Goal — In the data that follows, find the line containing "red fabric, where"; then quote that line and every line after it, exactly, through the last one.

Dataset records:
----------------

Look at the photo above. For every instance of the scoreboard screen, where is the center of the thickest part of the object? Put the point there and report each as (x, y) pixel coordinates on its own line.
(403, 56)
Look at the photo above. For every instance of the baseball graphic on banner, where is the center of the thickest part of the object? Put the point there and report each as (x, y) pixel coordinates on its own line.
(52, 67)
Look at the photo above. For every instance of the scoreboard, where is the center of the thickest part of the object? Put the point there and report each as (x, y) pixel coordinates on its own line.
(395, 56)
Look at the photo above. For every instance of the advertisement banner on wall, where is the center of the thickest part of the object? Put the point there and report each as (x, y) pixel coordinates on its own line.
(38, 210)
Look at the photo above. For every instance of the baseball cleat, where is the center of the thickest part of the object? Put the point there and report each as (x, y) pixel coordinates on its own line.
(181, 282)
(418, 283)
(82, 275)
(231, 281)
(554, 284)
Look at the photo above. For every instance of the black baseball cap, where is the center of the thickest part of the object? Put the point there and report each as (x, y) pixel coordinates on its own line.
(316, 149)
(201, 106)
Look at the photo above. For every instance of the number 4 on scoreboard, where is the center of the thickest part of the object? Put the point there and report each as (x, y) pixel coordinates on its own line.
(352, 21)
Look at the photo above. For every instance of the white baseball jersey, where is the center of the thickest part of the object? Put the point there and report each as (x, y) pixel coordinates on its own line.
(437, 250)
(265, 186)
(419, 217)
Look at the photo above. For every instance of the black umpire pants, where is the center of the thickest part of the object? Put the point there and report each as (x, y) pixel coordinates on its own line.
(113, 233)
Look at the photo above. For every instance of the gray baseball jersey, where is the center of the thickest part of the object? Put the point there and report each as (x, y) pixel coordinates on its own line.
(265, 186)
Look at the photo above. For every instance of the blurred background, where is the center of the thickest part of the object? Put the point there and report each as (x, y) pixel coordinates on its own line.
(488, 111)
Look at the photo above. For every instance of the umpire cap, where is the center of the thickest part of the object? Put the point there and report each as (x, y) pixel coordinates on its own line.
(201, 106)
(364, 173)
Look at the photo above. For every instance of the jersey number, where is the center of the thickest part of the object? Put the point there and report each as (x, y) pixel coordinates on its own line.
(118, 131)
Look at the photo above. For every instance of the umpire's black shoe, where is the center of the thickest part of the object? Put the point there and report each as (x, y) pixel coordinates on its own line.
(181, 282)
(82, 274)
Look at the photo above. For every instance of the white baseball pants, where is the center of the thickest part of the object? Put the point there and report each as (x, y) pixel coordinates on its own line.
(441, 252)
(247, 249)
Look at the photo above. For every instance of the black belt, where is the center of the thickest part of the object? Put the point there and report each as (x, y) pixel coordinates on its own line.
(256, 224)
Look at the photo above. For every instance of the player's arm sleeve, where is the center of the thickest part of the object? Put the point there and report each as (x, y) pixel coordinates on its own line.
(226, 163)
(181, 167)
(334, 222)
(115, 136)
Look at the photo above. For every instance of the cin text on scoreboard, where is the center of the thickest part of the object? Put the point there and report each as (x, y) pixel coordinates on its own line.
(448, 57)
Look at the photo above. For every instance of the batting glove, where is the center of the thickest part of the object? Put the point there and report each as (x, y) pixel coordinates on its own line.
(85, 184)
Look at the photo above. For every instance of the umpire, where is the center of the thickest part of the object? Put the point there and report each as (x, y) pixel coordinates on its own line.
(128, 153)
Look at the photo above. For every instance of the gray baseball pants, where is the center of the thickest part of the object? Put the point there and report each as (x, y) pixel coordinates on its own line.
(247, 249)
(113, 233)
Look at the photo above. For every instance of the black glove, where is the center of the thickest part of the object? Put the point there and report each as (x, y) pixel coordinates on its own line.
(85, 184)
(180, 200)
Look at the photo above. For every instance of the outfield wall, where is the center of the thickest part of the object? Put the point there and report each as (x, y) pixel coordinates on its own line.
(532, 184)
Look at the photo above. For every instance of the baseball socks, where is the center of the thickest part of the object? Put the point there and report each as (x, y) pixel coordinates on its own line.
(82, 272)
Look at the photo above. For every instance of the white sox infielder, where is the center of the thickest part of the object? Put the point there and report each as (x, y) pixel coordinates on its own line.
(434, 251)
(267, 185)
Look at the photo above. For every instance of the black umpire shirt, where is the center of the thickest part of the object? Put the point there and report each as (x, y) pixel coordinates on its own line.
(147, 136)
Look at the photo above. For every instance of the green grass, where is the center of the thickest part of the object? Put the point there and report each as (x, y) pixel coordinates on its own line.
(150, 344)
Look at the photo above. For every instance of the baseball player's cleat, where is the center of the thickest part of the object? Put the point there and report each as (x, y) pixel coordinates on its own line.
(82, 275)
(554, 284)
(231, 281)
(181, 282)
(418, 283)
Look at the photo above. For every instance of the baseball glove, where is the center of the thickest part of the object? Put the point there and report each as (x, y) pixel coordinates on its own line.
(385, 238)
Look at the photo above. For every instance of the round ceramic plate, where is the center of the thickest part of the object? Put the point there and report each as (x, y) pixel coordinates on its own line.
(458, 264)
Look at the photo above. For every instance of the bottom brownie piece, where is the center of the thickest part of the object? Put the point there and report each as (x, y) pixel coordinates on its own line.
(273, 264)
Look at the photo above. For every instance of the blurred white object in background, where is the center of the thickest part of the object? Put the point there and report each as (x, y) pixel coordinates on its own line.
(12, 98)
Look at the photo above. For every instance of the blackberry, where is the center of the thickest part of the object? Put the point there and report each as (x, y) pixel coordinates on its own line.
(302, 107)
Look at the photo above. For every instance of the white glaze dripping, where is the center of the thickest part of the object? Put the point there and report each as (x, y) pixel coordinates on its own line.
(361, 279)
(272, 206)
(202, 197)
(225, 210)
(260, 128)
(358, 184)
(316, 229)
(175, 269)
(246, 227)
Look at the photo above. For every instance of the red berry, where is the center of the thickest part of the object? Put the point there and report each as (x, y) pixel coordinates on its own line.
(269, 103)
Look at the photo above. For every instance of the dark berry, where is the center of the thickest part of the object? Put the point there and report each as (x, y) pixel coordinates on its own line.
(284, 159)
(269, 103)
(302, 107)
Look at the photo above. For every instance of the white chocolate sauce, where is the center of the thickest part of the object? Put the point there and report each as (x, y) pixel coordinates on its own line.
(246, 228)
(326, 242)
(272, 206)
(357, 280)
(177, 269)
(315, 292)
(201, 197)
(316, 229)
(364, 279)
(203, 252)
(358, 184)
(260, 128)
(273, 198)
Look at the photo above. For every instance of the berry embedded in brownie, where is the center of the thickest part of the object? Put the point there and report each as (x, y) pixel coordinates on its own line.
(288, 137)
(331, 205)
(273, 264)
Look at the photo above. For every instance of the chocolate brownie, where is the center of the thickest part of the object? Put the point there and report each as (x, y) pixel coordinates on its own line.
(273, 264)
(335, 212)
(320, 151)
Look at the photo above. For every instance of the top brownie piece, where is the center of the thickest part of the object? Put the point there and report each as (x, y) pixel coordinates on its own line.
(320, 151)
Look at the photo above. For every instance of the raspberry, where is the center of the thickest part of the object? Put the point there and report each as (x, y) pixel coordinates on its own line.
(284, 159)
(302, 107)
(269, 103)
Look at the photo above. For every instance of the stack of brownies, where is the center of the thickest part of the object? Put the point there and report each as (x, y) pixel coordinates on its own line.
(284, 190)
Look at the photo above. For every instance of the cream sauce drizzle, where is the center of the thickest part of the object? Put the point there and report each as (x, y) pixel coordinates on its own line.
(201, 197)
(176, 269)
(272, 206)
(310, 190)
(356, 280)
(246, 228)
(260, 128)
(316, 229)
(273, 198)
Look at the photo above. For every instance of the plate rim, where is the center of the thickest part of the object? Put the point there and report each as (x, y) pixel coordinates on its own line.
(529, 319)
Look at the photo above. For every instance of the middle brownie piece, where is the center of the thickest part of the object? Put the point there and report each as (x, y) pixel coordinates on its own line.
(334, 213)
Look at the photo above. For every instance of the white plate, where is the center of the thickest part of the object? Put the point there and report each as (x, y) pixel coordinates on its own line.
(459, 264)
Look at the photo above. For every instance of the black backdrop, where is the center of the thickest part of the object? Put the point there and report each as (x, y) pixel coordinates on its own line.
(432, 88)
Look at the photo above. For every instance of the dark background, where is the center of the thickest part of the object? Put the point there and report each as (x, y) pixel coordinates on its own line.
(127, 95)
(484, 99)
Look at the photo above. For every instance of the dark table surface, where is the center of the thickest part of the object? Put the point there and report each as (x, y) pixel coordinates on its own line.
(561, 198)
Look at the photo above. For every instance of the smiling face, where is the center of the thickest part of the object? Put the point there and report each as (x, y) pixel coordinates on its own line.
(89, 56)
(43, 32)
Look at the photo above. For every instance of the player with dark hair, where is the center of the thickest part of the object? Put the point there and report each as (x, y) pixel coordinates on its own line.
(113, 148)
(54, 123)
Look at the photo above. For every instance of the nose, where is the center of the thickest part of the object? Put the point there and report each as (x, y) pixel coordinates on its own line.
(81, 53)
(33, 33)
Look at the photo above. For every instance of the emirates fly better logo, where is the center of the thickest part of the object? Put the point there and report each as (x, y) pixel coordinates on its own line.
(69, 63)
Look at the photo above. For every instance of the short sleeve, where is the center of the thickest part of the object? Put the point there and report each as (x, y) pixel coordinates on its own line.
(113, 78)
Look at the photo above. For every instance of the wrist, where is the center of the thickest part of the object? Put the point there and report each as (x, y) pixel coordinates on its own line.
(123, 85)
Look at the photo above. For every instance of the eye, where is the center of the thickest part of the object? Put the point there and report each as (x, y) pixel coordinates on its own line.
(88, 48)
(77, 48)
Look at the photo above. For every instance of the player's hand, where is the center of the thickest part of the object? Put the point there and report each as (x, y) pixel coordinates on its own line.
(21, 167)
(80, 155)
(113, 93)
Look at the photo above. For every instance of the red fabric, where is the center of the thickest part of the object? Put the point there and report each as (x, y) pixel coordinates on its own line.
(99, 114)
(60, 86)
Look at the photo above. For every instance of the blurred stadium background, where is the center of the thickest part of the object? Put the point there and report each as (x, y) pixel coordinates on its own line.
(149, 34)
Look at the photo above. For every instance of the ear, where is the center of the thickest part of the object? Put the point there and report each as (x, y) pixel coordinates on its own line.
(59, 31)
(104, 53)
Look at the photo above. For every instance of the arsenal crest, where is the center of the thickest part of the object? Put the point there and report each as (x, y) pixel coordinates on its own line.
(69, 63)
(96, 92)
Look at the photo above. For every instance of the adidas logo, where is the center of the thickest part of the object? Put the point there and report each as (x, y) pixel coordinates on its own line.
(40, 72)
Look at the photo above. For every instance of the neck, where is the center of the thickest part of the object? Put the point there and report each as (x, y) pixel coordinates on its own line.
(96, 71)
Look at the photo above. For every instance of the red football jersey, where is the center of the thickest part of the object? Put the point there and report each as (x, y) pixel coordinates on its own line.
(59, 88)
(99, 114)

----------------

Worked answer —
Look at the photo above. For every instance of the red fabric, where is the center of the thickest part of the object? Put the point there and report each as (x, y) pixel coordinates on its own line.
(99, 114)
(60, 86)
Look at the photo above. For every instance of the blurred stadium background, where is the center of the thickest part of the object? Put the point there and report each as (x, y) pixel coordinates on its own line.
(149, 34)
Look at the photo above. For every instance of the ear, where is the center of the thickest part of the object? Put the point there and report each as (x, y) pixel coordinates on its own line.
(59, 31)
(104, 53)
Look at the photo above. For every instance of the arsenal crest, where is the center of the thickest part of the object? Put the point there and report each as (x, y) pixel coordinates on its own line.
(69, 63)
(96, 92)
Look at the photo above. For every instance of the adidas logo, where is the center of the thickest part of the object? Put the point there and report each as (x, y) pixel coordinates on its own line.
(40, 72)
Look at the photo above. For every instance of the neck, where is the center of the thickest part of the object? Put the point there and report each as (x, y) pixel coordinates on its own line.
(96, 71)
Look at the photo above. For every instance of the red football jersey, where is the center of the thickest part of the object? Put the point there and report each as (x, y) pixel coordinates on its own line.
(59, 88)
(99, 114)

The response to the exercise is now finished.